* _EXERCISE BRIEF_:
Output the material below in its entirety, exactly as given.

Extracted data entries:
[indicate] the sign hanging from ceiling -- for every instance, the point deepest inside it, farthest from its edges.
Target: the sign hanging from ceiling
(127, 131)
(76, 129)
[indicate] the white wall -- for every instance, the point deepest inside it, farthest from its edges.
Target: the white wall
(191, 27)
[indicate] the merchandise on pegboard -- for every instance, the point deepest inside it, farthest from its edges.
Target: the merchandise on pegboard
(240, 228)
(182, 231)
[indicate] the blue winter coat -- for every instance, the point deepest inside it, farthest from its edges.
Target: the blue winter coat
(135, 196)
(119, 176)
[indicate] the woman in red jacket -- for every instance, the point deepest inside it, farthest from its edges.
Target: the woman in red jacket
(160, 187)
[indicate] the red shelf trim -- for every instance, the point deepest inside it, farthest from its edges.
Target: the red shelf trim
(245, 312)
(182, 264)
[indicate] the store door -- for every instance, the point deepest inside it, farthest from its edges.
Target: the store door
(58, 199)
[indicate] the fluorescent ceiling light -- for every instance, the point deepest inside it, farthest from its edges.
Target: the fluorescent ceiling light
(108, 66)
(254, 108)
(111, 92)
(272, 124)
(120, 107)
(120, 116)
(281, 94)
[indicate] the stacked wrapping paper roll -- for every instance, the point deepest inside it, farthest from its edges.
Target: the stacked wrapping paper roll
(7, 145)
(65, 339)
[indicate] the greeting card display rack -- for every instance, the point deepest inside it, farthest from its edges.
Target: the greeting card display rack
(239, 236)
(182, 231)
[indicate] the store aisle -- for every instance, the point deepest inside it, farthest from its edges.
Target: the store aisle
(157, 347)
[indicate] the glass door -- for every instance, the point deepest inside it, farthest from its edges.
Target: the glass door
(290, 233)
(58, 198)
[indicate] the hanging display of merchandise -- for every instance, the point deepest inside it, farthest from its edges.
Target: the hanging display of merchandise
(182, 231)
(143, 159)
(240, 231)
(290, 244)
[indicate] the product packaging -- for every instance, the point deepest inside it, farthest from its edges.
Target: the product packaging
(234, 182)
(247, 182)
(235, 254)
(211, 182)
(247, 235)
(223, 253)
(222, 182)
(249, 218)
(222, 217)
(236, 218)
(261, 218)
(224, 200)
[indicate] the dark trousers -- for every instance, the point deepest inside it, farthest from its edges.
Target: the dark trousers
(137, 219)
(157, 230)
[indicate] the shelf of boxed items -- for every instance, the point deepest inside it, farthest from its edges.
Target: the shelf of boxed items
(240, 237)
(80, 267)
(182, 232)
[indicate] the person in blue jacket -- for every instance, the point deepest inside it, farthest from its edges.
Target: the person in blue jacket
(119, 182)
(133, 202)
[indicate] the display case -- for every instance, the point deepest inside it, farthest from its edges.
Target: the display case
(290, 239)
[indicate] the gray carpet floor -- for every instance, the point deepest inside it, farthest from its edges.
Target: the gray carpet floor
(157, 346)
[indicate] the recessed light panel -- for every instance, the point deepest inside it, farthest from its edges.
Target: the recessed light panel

* _RESPONSE_:
[indicate] the sign hanging from ceiling -- for every instance, the point deepest inside it, farthest from its edges.
Target: the sign hanging from ceiling
(127, 131)
(76, 129)
[indicate] the white wall -- for every instance, the point deepest inside it, farthest from its edges.
Target: the white wall
(191, 27)
[indicate] the merchandise on pegboard -- for every instance, the point deepest inside it, farthest from its edges.
Target: the merchandise on pegboard
(240, 228)
(182, 231)
[indicate] the blue winter coat -- for every instance, the point deepest inside it, farthest from its edges.
Target: the blue winter coat
(135, 196)
(119, 176)
[indicate] the woman in red jacket -- for every instance, the point deepest inside it, farthest from its edges.
Target: the woman in red jacket
(160, 187)
[indicate] the red shelf trim -- for every instance, the point deepest inside it, farthest from its edges.
Target: the red shelf trim
(245, 312)
(182, 264)
[indicate] the store door -- for every instance, the point deepest inside it, farthest from its edges.
Target: the store door
(58, 199)
[indicate] the fluorescent ceiling light -- for every instance, the point deepest inside it, farthest from its edges.
Target: the fluorescent ceiling light
(108, 66)
(254, 108)
(111, 92)
(272, 124)
(120, 107)
(120, 116)
(281, 94)
[indicate] the stacked wrapping paper roll -- for every instance, the point deepest inside it, farthest from its edges.
Target: the stacked wrapping paper roll
(7, 145)
(65, 339)
[indicate] the greeting card display rack -- for every instance, the point deepest inside it, farthest from its edges.
Target: the greeting card display rack
(239, 236)
(182, 231)
[indicate] the store aisle -- for every instance, the point deepest inside it, farthest from its edges.
Target: the store aisle
(157, 347)
[indicate] the glass door -- for every instance, the point deepest inside it, farthest from its edges.
Target: the glass door
(290, 233)
(58, 198)
[indicate] the hanging display of merchandise -- for every instance, the point deepest inside it, farthest from its edges.
Target: the hanging display of merchandise
(182, 231)
(143, 159)
(240, 231)
(290, 244)
[indicate] the product packaging -- for every instance, the point deepest inside it, farthest from its edges.
Target: the product packaging
(234, 182)
(247, 182)
(235, 254)
(211, 182)
(247, 235)
(223, 253)
(222, 182)
(249, 218)
(222, 217)
(236, 218)
(261, 218)
(224, 200)
[indicate] the dark trousers -- for every instance, the point deepest inside it, farthest from its edges.
Target: the dark trousers
(137, 219)
(157, 230)
[indicate] the shelf of boxed items -- for every instance, the point deepest inside it, farthest from its edges.
Target: the shelf of boxed items
(240, 237)
(80, 267)
(182, 232)
[indicate] the person in blue jacket -- for every instance, the point deepest inside it, farthest from its edges.
Target: the person in blue jacket
(119, 182)
(133, 202)
[indicate] the display case -- for every instance, the point deepest inside it, farthest from its edges.
Target: the display case
(290, 239)
[indicate] the gray carpet floor -- for every instance, the point deepest inside it, farthest from its edges.
Target: the gray carpet floor
(157, 346)
[indicate] the recessed light panel -- for every instance, the point deepest inside it, farthest from its edges.
Target: the recessed light panel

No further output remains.